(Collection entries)

----

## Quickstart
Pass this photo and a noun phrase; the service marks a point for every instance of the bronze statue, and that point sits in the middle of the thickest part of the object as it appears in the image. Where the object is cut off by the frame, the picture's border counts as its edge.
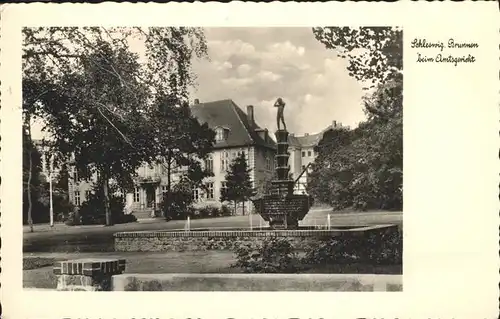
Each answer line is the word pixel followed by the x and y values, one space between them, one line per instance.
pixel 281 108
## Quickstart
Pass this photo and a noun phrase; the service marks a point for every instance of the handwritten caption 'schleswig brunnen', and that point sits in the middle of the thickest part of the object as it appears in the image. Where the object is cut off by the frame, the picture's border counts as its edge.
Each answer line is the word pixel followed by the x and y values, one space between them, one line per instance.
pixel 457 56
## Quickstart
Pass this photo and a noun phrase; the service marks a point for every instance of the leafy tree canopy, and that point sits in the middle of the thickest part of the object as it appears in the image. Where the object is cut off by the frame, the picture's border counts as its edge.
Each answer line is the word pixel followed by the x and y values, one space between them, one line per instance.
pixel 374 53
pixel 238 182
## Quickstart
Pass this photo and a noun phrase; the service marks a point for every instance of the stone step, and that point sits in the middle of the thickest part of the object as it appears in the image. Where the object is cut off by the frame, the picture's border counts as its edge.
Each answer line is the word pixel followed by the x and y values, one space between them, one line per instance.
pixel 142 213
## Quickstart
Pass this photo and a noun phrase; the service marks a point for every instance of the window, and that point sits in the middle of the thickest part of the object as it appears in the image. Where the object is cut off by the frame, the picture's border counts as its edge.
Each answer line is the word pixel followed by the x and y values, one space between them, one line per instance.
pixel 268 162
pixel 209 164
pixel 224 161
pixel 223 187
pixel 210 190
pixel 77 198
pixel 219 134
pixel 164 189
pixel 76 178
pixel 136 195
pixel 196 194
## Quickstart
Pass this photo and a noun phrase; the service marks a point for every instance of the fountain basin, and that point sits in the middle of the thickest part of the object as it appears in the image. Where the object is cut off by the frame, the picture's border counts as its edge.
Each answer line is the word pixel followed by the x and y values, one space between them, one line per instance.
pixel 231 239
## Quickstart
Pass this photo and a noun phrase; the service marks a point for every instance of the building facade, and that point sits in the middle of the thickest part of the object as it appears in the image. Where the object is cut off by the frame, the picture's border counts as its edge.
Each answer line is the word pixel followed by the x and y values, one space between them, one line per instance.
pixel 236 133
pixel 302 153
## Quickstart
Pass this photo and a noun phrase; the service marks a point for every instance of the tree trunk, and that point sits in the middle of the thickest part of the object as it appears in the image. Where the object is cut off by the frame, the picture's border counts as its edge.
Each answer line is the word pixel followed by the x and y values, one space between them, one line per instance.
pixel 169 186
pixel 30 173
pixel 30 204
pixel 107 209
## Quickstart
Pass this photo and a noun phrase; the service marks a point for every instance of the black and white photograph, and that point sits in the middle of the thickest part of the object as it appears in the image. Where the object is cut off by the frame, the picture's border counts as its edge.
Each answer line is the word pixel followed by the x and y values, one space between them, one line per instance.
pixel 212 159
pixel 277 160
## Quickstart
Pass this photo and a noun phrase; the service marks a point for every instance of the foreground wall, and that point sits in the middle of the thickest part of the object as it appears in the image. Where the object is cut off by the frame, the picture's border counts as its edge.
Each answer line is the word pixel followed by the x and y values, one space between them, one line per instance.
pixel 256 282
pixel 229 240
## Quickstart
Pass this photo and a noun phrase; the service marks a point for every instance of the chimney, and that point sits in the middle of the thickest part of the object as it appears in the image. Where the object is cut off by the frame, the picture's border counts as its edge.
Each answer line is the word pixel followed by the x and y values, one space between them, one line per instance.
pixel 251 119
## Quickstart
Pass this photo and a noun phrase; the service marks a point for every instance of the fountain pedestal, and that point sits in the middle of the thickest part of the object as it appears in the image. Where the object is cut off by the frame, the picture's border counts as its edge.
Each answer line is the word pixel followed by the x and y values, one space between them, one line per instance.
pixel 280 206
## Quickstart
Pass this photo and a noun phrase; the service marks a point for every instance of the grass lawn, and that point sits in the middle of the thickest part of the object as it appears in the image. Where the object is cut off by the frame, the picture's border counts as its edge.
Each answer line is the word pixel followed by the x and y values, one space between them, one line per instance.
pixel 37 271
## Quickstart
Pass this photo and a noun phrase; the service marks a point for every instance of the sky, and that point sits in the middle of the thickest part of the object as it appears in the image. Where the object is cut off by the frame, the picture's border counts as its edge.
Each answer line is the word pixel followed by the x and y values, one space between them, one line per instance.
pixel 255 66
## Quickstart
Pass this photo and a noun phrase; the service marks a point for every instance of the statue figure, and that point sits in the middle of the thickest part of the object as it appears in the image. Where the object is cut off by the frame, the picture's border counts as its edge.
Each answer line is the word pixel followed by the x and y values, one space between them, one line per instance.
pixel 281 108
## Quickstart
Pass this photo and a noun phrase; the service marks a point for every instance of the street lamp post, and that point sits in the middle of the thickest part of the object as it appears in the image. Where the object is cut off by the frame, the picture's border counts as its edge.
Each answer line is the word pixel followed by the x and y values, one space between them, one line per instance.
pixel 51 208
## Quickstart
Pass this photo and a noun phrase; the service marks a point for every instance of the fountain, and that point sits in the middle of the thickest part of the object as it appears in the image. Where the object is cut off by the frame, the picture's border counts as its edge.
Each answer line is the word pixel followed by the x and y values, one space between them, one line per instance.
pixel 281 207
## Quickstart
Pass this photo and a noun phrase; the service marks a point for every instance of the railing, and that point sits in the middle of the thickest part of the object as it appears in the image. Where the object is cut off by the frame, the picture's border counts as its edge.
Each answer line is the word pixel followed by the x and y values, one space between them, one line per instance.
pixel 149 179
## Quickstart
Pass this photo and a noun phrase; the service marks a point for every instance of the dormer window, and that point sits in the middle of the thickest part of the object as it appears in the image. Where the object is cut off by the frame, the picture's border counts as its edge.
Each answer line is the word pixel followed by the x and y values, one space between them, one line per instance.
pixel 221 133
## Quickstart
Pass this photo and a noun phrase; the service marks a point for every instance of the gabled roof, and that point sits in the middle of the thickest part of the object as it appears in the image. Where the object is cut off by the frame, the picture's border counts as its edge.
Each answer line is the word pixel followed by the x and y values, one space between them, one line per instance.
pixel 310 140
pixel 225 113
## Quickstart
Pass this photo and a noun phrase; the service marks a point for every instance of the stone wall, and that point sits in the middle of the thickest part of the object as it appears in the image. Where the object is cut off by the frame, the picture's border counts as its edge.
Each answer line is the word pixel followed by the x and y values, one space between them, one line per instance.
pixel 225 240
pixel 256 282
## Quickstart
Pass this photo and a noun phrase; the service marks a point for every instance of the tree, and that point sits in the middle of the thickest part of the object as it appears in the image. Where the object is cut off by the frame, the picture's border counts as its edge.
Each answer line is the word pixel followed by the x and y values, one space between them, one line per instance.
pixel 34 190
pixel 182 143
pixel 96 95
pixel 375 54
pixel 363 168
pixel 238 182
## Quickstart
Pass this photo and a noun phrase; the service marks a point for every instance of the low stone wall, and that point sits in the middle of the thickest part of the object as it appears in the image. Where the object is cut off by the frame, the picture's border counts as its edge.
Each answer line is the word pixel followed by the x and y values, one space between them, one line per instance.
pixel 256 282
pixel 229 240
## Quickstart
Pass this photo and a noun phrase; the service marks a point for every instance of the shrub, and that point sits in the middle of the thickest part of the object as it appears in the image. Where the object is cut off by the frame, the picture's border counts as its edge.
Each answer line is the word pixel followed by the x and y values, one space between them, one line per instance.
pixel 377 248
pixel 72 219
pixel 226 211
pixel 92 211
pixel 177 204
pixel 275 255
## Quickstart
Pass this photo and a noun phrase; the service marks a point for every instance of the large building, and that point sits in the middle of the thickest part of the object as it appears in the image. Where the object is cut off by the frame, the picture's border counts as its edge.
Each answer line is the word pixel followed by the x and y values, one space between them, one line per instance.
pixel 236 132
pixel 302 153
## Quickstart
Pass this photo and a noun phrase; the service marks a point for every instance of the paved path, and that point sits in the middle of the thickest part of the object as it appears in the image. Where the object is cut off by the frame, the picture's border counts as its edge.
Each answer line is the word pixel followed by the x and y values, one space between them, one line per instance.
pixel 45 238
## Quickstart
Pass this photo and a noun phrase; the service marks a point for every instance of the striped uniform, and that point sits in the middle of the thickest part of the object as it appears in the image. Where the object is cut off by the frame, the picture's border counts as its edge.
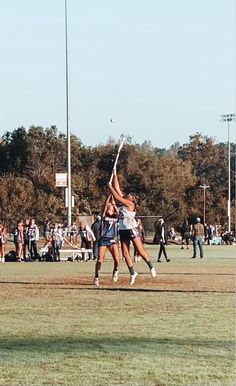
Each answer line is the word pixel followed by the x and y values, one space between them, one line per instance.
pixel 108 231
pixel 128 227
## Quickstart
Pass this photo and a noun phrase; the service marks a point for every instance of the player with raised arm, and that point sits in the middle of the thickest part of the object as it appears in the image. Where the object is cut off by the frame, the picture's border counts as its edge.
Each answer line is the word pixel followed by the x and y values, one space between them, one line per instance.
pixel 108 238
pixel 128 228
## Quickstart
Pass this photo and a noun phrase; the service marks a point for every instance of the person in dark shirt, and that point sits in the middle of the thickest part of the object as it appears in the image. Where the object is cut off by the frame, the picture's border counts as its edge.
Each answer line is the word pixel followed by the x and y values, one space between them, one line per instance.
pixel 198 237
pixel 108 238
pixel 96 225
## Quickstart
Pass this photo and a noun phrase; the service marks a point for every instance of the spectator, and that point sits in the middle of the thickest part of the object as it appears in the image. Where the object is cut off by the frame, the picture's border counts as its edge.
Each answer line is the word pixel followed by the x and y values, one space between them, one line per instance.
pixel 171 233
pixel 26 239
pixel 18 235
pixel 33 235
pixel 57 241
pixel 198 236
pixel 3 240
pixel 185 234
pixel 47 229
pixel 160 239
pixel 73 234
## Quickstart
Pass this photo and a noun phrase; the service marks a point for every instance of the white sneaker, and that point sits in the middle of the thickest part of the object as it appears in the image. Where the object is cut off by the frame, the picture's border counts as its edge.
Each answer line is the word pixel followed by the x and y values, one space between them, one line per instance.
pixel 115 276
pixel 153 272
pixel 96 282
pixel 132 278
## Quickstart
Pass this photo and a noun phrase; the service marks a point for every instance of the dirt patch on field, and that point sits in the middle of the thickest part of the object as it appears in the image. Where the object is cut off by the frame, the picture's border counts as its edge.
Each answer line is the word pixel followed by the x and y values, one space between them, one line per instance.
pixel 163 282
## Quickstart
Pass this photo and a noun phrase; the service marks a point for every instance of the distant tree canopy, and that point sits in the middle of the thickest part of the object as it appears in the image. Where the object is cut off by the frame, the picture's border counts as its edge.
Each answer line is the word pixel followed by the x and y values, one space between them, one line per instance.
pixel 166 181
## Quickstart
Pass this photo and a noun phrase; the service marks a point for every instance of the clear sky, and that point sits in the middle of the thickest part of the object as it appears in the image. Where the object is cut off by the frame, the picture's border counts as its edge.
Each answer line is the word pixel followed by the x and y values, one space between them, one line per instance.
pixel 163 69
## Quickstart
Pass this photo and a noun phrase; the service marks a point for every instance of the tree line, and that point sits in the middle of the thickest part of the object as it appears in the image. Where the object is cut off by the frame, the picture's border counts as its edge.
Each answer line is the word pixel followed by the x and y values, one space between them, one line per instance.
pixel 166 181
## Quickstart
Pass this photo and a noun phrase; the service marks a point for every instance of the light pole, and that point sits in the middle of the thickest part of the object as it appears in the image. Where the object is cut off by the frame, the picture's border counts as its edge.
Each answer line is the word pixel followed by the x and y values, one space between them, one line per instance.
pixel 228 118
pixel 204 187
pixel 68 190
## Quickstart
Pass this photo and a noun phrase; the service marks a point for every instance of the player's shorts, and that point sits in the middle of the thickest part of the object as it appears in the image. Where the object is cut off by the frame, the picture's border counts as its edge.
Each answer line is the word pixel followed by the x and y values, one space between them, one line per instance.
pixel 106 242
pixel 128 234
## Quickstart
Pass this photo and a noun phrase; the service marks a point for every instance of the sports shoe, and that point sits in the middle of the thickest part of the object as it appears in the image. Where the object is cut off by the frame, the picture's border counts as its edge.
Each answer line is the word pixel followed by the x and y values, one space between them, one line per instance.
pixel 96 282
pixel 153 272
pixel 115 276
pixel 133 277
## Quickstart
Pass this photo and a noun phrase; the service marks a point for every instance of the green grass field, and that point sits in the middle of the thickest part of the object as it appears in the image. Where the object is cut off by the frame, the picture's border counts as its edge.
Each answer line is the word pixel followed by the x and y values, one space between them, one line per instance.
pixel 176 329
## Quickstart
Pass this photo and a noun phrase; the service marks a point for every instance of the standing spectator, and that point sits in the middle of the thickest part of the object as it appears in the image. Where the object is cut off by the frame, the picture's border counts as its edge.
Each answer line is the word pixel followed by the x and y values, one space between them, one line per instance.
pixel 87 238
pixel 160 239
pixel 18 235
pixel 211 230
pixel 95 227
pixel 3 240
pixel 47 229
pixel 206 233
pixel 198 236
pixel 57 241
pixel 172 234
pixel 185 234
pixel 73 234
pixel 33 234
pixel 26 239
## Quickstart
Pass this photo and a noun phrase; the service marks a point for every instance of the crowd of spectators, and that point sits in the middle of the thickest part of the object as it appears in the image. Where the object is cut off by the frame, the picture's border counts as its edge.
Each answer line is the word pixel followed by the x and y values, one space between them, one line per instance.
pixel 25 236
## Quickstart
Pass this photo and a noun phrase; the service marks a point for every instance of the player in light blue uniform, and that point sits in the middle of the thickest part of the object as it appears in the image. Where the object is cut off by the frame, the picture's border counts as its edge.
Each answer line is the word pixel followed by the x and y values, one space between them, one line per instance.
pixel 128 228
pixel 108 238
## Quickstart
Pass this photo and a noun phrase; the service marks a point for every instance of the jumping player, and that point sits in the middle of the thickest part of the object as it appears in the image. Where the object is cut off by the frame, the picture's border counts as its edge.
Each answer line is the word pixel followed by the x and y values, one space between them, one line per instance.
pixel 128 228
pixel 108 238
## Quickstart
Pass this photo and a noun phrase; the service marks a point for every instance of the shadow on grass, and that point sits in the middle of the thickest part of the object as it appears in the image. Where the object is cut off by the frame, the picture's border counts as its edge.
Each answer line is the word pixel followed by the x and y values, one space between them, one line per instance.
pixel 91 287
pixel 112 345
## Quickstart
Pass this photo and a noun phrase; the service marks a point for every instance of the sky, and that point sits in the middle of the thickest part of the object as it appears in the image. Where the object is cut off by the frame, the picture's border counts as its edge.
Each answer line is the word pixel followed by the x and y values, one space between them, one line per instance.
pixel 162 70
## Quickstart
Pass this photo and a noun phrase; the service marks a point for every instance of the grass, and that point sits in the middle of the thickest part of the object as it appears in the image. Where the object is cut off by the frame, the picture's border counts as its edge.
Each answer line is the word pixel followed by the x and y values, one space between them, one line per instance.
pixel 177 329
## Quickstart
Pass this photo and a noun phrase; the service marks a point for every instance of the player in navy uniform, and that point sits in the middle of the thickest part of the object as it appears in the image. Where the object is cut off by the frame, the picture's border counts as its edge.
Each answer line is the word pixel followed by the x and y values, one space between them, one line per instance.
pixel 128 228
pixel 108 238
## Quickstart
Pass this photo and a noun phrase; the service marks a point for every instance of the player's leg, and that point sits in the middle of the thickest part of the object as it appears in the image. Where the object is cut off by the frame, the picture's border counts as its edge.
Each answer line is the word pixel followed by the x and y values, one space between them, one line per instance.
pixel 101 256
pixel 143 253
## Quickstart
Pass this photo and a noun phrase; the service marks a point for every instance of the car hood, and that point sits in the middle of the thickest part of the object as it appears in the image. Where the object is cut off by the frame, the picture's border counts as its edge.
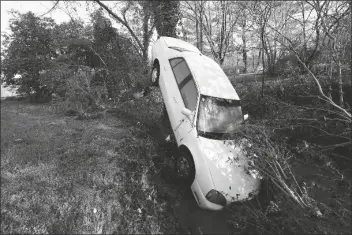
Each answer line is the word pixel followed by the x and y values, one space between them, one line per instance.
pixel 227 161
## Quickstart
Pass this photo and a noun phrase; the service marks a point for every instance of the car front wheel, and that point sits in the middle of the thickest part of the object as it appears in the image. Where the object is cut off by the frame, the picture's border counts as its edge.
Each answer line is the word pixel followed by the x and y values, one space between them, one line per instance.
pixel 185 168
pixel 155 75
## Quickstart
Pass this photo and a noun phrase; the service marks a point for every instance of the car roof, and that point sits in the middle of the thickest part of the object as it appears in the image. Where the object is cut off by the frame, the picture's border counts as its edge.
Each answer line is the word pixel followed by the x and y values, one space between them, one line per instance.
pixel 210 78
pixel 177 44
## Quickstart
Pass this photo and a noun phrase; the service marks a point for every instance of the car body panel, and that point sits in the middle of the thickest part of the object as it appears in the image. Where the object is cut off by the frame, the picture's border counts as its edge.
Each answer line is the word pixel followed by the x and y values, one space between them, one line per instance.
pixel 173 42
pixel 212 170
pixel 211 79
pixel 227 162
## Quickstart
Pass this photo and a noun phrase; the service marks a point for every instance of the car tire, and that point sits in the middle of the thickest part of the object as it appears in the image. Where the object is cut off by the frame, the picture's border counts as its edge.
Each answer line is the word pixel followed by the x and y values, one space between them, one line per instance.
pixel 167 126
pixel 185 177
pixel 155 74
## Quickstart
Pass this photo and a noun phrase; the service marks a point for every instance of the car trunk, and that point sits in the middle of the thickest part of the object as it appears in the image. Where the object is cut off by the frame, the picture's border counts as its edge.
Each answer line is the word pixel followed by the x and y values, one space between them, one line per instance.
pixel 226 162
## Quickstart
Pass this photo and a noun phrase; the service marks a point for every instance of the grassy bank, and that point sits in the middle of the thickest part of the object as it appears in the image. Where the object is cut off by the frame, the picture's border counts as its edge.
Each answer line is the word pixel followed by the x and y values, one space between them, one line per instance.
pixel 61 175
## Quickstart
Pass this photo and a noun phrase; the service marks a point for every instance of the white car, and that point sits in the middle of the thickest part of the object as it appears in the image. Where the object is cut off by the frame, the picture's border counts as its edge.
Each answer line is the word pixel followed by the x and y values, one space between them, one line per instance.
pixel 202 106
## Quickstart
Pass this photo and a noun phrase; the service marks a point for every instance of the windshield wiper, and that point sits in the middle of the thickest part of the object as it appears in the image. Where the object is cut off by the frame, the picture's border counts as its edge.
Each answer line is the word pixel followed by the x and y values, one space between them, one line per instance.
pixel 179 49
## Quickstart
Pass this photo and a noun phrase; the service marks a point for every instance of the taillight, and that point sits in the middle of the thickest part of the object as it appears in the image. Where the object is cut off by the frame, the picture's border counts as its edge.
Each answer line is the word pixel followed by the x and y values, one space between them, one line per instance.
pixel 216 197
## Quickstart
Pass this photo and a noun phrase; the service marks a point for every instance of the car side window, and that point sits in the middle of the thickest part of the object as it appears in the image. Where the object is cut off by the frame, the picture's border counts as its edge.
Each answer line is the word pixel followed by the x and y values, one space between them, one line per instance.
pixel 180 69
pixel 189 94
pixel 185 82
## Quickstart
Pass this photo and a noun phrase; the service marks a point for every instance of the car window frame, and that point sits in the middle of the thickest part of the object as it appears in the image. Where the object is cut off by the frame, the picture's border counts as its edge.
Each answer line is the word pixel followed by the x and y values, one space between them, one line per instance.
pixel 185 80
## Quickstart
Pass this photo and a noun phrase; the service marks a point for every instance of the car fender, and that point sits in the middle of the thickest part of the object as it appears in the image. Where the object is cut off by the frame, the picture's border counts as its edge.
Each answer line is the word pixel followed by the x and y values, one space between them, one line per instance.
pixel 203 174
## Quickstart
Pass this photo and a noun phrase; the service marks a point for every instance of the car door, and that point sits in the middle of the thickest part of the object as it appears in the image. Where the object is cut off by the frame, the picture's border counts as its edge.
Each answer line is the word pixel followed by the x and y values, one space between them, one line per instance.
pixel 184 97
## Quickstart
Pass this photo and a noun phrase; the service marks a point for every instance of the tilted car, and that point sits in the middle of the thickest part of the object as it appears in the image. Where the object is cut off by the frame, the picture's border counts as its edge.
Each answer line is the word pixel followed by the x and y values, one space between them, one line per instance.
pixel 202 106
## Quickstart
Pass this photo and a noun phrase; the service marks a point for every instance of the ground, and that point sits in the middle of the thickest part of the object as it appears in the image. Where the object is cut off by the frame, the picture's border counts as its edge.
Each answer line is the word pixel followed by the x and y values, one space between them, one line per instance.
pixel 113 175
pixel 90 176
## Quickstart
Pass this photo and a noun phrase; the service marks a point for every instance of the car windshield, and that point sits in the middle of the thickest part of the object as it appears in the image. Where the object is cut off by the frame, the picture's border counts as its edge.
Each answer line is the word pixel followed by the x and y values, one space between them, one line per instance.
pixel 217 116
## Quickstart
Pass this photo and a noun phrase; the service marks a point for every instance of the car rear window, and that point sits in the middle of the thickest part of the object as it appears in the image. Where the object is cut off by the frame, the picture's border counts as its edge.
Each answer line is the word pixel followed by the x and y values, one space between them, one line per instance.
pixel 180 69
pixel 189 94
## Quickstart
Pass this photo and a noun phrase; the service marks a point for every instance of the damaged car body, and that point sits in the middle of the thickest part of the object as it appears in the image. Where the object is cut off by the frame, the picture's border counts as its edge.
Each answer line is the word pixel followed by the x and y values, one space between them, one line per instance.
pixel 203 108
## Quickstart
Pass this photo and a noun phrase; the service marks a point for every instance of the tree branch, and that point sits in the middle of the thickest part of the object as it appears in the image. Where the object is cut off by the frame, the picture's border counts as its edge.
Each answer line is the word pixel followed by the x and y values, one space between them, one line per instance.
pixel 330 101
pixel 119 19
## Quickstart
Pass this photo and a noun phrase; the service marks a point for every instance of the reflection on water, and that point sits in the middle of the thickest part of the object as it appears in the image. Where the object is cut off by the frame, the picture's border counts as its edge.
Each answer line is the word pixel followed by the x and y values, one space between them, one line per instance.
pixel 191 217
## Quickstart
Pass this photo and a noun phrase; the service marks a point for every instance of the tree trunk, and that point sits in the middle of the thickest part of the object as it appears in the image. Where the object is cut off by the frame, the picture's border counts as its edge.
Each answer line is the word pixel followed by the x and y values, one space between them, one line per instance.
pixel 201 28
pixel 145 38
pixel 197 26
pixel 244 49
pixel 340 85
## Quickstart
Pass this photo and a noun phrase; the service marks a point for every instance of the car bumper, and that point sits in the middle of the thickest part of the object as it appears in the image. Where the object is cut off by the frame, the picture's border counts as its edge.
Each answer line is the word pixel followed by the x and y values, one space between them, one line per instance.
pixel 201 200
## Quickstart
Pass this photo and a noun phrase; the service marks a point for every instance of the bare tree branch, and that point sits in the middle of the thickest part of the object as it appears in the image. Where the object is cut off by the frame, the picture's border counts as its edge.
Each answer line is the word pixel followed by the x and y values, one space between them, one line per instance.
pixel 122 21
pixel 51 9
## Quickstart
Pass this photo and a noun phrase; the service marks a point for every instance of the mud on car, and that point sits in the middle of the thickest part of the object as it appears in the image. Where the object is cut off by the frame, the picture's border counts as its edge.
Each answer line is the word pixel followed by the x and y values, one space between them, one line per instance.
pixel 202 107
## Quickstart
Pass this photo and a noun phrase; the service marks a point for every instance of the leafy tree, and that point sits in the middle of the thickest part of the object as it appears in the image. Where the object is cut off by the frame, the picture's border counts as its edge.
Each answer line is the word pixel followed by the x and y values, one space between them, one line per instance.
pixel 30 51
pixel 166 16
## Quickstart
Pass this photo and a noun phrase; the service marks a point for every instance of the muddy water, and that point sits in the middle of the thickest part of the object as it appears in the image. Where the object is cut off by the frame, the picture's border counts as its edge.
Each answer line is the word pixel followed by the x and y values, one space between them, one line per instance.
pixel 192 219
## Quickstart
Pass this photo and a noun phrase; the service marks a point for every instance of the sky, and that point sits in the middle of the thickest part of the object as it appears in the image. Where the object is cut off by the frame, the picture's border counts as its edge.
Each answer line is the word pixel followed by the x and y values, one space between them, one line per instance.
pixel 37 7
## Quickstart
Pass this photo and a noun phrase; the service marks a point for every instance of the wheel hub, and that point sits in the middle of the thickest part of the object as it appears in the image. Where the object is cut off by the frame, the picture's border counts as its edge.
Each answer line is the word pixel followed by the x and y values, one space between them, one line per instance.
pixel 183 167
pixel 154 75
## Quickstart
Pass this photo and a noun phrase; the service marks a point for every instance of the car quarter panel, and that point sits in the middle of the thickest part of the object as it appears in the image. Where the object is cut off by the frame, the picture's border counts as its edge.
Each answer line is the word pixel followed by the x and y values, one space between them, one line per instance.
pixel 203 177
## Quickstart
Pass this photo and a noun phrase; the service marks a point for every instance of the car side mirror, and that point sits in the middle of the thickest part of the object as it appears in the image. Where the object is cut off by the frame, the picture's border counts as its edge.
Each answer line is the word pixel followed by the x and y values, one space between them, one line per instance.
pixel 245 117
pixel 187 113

----

(Instructions to follow)
Tally the lines above that contain the string "branch". Respond with the total alone.

(Completed task)
2